REQUIRED WORK: Would you quote the material below in full and unchanged?
━━━ DATA FOR THIS EXERCISE
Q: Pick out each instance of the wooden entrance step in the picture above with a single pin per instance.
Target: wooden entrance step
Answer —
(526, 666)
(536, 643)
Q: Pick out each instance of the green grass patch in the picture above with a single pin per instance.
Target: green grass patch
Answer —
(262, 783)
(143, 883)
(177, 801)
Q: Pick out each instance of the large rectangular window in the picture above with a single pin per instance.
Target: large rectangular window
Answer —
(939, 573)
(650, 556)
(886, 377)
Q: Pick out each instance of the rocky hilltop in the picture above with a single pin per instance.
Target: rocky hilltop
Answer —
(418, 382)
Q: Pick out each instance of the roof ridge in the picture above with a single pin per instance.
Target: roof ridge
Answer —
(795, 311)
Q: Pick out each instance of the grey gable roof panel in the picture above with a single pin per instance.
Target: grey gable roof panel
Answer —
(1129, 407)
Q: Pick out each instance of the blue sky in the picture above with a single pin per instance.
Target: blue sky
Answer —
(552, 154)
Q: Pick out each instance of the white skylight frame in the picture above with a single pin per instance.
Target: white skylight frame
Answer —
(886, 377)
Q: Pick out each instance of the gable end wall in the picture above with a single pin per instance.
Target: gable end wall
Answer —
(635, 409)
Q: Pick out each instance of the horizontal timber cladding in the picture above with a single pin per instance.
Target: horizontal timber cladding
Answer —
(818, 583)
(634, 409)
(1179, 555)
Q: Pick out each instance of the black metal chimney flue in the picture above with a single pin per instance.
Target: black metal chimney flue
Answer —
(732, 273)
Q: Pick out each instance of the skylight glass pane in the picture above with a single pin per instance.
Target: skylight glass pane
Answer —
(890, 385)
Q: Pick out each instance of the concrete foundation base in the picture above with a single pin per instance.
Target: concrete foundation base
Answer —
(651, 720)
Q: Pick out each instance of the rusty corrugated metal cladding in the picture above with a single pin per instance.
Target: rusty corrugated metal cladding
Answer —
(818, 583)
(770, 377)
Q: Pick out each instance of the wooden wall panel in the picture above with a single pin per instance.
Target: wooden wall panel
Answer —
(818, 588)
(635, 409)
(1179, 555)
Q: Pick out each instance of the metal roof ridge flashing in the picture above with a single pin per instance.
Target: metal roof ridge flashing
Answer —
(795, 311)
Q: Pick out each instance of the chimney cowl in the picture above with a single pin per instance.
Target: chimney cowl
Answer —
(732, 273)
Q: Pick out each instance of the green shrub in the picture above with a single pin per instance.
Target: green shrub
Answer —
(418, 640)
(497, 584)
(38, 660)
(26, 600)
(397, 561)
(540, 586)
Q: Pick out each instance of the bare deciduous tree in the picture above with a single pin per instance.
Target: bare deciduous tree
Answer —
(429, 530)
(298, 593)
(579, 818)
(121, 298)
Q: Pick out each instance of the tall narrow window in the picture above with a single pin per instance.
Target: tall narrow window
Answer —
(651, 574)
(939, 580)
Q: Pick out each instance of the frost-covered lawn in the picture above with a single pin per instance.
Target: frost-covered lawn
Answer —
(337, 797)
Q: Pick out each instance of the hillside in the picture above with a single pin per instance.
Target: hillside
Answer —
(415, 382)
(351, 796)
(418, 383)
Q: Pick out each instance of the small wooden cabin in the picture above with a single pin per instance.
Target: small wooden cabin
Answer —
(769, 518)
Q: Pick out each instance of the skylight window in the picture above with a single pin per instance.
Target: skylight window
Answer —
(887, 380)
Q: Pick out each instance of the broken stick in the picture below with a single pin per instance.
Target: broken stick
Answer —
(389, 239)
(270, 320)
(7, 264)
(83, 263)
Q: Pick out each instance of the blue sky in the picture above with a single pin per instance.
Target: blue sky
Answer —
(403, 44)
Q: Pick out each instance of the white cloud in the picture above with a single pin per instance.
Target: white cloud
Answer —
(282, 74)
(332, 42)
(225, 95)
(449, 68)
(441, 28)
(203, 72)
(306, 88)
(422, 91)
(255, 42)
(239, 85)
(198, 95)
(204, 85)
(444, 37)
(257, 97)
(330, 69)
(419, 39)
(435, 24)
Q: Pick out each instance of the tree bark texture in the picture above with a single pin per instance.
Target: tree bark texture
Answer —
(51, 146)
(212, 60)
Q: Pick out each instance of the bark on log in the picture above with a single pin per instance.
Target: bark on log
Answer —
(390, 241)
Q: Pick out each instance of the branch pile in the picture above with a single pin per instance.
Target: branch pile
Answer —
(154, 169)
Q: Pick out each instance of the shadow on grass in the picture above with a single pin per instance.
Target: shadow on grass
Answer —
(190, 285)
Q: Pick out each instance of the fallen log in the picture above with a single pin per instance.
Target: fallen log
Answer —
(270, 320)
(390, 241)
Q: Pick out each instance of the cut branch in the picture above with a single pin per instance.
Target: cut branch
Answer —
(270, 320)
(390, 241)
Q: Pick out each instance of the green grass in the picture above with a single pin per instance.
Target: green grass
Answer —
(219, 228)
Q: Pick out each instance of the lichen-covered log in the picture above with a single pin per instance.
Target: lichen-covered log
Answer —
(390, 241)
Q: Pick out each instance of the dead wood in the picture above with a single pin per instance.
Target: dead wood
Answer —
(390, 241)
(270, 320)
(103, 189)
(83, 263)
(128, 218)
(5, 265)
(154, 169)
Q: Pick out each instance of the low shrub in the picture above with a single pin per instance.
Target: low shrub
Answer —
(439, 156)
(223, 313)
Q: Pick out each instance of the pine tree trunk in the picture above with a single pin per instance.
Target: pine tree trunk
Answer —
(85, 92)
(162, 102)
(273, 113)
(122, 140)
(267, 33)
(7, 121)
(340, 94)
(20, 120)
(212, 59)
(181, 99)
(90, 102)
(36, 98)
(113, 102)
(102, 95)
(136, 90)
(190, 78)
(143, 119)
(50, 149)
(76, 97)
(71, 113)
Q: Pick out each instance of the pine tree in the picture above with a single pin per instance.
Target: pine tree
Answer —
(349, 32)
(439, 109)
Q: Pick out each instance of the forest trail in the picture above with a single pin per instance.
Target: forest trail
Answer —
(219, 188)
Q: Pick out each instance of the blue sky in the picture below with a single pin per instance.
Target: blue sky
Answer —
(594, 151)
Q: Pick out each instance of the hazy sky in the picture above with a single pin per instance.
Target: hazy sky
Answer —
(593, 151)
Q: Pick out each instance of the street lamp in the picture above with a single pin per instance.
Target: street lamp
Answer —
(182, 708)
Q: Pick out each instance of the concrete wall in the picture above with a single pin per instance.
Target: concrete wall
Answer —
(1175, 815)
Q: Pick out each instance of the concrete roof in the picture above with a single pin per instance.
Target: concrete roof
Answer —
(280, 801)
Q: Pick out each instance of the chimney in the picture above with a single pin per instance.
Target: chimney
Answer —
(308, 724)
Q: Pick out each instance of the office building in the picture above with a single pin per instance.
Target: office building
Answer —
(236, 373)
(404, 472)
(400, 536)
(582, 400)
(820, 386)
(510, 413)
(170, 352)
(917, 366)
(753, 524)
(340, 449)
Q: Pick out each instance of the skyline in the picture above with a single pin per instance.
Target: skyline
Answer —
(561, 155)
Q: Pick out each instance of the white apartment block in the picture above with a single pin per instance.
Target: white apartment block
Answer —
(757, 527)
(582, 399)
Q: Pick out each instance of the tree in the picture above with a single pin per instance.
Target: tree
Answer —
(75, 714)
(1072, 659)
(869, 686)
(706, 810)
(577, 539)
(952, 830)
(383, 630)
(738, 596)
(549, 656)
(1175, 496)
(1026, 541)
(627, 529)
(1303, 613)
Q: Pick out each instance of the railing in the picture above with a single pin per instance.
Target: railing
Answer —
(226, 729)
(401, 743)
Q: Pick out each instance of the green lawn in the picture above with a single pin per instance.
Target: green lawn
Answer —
━━━━━━
SOLUTION TO THIS TASK:
Q: Pick out each instance of the wooden entrance step in the picture above with a single pin per instance.
Target: wooden entrance step
Answer —
(526, 666)
(536, 643)
Q: Pick out each instance of the green grass patch in the picture above with a single pin per instance.
Target: green grass patch
Answer —
(262, 783)
(143, 883)
(177, 801)
Q: Pick out each instance of the large rectangular window in the picture above with a single pin per instance.
Target: large rectangular window
Answer —
(939, 573)
(650, 556)
(886, 377)
Q: Pick out each instance of the rocky hilltop in the picture above with a single pin per instance.
Target: rocky hilltop
Answer —
(418, 382)
Q: Pick out each instance of the roof ridge in the picture above with a single pin per instance.
Target: roof ridge
Answer —
(795, 311)
Q: Pick out each instance of the grey gable roof panel in the picture above with a single pin per instance.
Target: grey gable roof panel
Answer —
(1129, 407)
Q: Pick out each instance of the blue sky in the picture above with a single pin per instance.
Target: blue sky
Answer —
(552, 154)
Q: Pick out each instance of the white skylight frame in the picture above with a single pin per instance.
Target: white skylight frame
Answer —
(886, 377)
Q: Pick out each instance of the gable end wall in the picture above with a single pin per instance.
Target: gable end wall
Answer —
(635, 409)
Q: Pick out each instance of the horizontal timber cladding in the picture above with a single pin per instance.
Target: horizontal timber cladding
Answer —
(818, 583)
(634, 409)
(1179, 555)
Q: Pick out each instance of the black metal chimney flue in the picture above with a single pin per instance.
Target: black metal chimney flue
Answer —
(732, 273)
Q: Pick out each instance of the skylight glass pane in the picture above with a single pin per instance.
Target: skylight glass pane
Answer —
(890, 385)
Q: Pick out each instance of the concrete foundation base in the picture above with a single pin per instance.
Target: concrete foundation base
Answer —
(651, 720)
Q: Pick out each instance of the rusty corrugated metal cladding in the picture above with a single pin per instance.
Target: rusty corrugated metal cladding
Answer —
(818, 583)
(770, 377)
Q: Pick out each instance of the wooden wall panel in the picture above with a single pin per instance.
Target: wooden wall panel
Answer —
(818, 588)
(635, 409)
(1179, 555)
Q: Pick out each instance of the metal roof ridge flashing in the picture above with a single pin per instance.
Target: metal roof ridge flashing
Answer —
(795, 311)
Q: Pick out each instance of the chimney cowl in the picture above with a single pin per instance.
Target: chimney cowl
Answer —
(732, 273)
Q: Pick out each instance of the green shrub in the picture above with a single pin per instance.
Target: green shrub
Answer —
(418, 640)
(497, 584)
(38, 660)
(26, 600)
(397, 561)
(540, 586)
Q: Pick out each instance of the bare deciduous tree in the picture above with a single pin per instance.
Target: bare deciduous tree
Answer —
(429, 530)
(298, 593)
(579, 818)
(121, 298)
Q: Pick out each instance of the tall narrow window in the picture above with a single pin per instance.
Target: tall narrow window
Answer —
(651, 574)
(939, 580)
Q: Pick out each instance of the frost-covered lawn in the picture above with a single pin per instance.
Target: frost-covered lawn
Answer —
(337, 797)
Q: Pick out each instance of the hillside in the picture above with a single pin per instance.
Target: hillside
Answer —
(415, 382)
(351, 796)
(418, 383)
Q: Pick out each instance of the small wooden cabin in the picture above with a single pin per instance.
Target: small wooden cabin
Answer —
(769, 518)
Q: Pick out each instance of the skylight window in the picture above with a single pin per instance.
Target: skylight window
Answer —
(887, 380)
Q: Pick out each instance of the broken stick in the picture below with a single pin per instance.
Target: broken stick
Answer —
(389, 239)
(270, 320)
(7, 264)
(83, 263)
Q: Pick out each instance of the blue sky in the picture above with a single pin per instance.
Target: blue sky
Answer —
(403, 44)
Q: Pick out each instance of the white cloud in the picture above with a single pin per instance.
Target: white cloud
Answer —
(282, 74)
(332, 42)
(225, 95)
(449, 68)
(441, 28)
(203, 72)
(306, 88)
(422, 91)
(255, 42)
(239, 85)
(198, 95)
(204, 85)
(444, 37)
(257, 97)
(330, 69)
(419, 39)
(435, 24)
Q: Pick out each instance of the tree bark texture in the picture above with a single pin per instance.
Target: tree bark texture
Answer —
(51, 146)
(212, 60)
Q: Pick out each instance of the bark on log in the picture above with a single pin per instance.
Target: bark on log
Answer —
(390, 241)
Q: Pick out each instance of the branch pile in the picture above with a single pin per instance.
Target: branch pile
Answer —
(154, 169)
Q: Pick out each instance of the shadow on grass in the picture above with a single pin per instance.
Target: shadow on grass
Answer —
(190, 285)
Q: Pick out each instance of the fallen log in the picture above with a single pin per instance.
Target: fallen log
Answer —
(270, 320)
(390, 241)
Q: Pick out each instance of the cut branch in the picture above with a single pin per instance.
Target: cut branch
Answer —
(270, 320)
(390, 241)
Q: Pick out each instance of the green grass in the picture above with a single pin per instance.
Target: green grass
Answer —
(219, 228)
Q: Pick out each instance of the lichen-covered log in the picture above with a single pin per instance.
Target: lichen-covered log
Answer —
(390, 241)
Q: Pick out each instance of the dead wood in the picture above with a single pin per instance.
Target: dead wood
Answer —
(390, 241)
(270, 320)
(103, 189)
(83, 263)
(128, 218)
(5, 265)
(154, 169)
Q: Pick out each instance of the low shrub in the picture above with a single pin per instance.
Target: low shrub
Answer —
(439, 156)
(223, 313)
Q: Pick out each instance of the pine tree trunk in the picture above with a single pin per instance.
Target: pine tree trunk
Answer —
(85, 92)
(162, 102)
(273, 113)
(122, 140)
(267, 33)
(7, 121)
(340, 94)
(20, 120)
(212, 59)
(181, 99)
(90, 102)
(36, 98)
(113, 102)
(102, 95)
(136, 90)
(190, 78)
(143, 119)
(50, 149)
(76, 97)
(71, 113)
Q: Pick out each instance of the pine tree in the picture above with a single pin per instance.
Target: pine tree
Answer —
(349, 32)
(439, 109)
Q: Pick out each instance of the forest trail in the picture above with a single pin per instance.
Target: forest trail
Answer —
(219, 188)
Q: Pick out each instance of the blue sky in the picture below with a single pin per instance.
Target: blue sky
Answer —
(594, 151)
Q: Pick out each instance of the hazy sky in the picture above with a single pin per instance.
Target: hazy sky
Answer —
(593, 151)
Q: Pick out each instance of the street lamp in the picture above with a single pin per instance.
Target: street lamp
Answer —
(182, 708)
Q: Pick out each instance of the concrete wall in the picture above with a single pin per instance.
Target: concrete wall
Answer —
(1175, 815)
Q: Pick out each instance of the concrete roof in the picture above with a single pin per instance.
Target: concrete roof
Answer —
(280, 801)
Q: Pick out each instance of the chimney in the picture above with a single pin per instance.
Target: chimney
Answer —
(308, 724)
Q: Pick out each instance of the office building in the picture above with a single pin per instance.
Target: office building
Answer —
(236, 373)
(404, 472)
(400, 536)
(582, 400)
(820, 386)
(510, 413)
(170, 352)
(917, 366)
(753, 524)
(340, 449)
Q: Pick out each instance of the skyline in the picture above with a single pin per instance.
Target: skyline
Answer —
(561, 155)
Q: Pick out each instance of the white apartment block in the picture above with a single pin per instance.
Target: white apartment block
Answer —
(757, 527)
(582, 399)
Q: Pick out each instance of the tree in the picture above with a single pin per instance.
Target: tree
Answer —
(75, 714)
(1072, 659)
(869, 686)
(706, 810)
(577, 539)
(952, 830)
(383, 630)
(738, 596)
(549, 656)
(1175, 496)
(1026, 541)
(627, 529)
(1303, 613)
Q: Pick out each instance of the railing in the picture above with a single pin per instance.
Target: railing
Answer —
(226, 729)
(401, 743)
Q: Pick out each instance of the green lawn in the picture above with a single pin per instance.
Target: green lawn
Answer —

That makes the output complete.